◆ Exercise brief ◆
Reproduce every one of the following lines word for word, without changing anything.

◆ Supplied information ◆
● ● ● ●

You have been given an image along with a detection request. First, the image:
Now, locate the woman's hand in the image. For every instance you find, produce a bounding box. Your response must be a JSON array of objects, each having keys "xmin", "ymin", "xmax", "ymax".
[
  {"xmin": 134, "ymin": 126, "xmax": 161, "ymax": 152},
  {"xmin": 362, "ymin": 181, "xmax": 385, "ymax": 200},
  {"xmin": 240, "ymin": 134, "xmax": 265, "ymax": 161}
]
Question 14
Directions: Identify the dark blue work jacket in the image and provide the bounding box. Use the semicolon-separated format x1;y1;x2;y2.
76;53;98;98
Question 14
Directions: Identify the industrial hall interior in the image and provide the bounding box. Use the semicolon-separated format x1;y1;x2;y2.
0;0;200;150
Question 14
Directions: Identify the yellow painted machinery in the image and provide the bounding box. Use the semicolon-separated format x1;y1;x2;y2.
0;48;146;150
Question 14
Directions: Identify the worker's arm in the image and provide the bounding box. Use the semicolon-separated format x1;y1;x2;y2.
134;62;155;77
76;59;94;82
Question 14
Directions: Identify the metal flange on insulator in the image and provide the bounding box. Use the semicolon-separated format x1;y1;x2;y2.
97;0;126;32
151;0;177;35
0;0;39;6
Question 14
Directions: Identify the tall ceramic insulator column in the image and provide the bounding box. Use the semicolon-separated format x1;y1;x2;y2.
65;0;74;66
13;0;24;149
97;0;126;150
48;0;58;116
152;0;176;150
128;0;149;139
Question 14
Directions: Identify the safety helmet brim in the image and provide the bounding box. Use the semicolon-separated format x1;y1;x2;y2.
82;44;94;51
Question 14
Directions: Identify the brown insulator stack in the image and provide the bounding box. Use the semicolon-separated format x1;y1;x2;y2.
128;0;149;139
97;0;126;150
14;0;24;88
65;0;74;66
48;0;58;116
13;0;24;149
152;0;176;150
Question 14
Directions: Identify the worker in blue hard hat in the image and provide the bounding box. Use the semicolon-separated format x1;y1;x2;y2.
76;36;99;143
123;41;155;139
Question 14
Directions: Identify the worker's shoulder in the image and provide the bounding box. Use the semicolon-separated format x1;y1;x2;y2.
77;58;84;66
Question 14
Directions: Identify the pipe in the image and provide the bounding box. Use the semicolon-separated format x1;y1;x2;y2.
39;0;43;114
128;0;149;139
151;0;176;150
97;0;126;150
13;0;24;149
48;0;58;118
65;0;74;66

● ● ● ●

◆ Task output ◆
You have been given an image along with a detection request. First, the image:
Now, locate the woman's hand in the image. For every instance you find, produce a bounding box. Your response must be a JSON array of objects, each having keys "xmin", "ymin", "xmax", "ymax".
[
  {"xmin": 134, "ymin": 126, "xmax": 161, "ymax": 152},
  {"xmin": 362, "ymin": 181, "xmax": 385, "ymax": 200},
  {"xmin": 240, "ymin": 134, "xmax": 265, "ymax": 161}
]
Question 14
Directions: Identify the dark blue work jacket in the image and provide the bounding box. Use the semicolon-separated format x1;y1;x2;y2.
76;53;98;98
Question 14
Directions: Identify the industrial hall interior in the image and provide the bounding box. Use the semicolon-separated format x1;y1;x2;y2.
0;0;200;150
Question 14
Directions: Identify the yellow painted machinery in the image and provide the bounding box. Use the semicolon-separated format x1;y1;x2;y2.
0;48;146;150
Question 14
Directions: Identify the worker's arm in the image and provide the bounding box. Use the semicolon-separated format x1;y1;x2;y2.
134;62;155;77
76;59;94;82
Question 14
Directions: Identify the metal flange on insulator in the image and provide the bounding box. Use the semicolon-separated format x1;y1;x2;y2.
97;0;126;32
151;0;177;35
0;0;39;6
Question 14
Directions: Identify the tall ceramic insulator column in the image and provide the bounding box. Use the semicolon-separated format x1;y1;x2;y2.
65;0;74;66
13;0;24;149
97;0;126;150
48;0;58;116
152;0;176;150
128;0;149;139
Question 14
Directions: Identify the safety helmet brim in the image and provide the bounding box. Use the semicolon-separated format x1;y1;x2;y2.
82;44;94;51
Question 14
Directions: Identify the brown insulator stack in the image and provide the bounding box. Use the semicolon-separated format x1;y1;x2;y2.
128;0;149;139
97;0;126;150
14;0;24;88
65;0;74;66
48;0;58;116
13;0;24;149
152;0;176;150
Question 14
Directions: Identify the worker in blue hard hat in the image and provide the bounding box. Use the semicolon-separated format x1;y1;x2;y2.
76;36;99;143
123;41;155;139
Question 14
Directions: Identify the worker's shoulder in the image and provide the bounding box. Use the semicolon-separated format x1;y1;x2;y2.
77;58;84;66
Question 14
Directions: Identify the pipe in the image and provide the bounding box. Use the semicolon-separated format x1;y1;x2;y2.
39;0;43;114
128;0;149;139
151;0;176;150
97;0;126;150
13;0;24;149
48;0;58;118
65;0;74;66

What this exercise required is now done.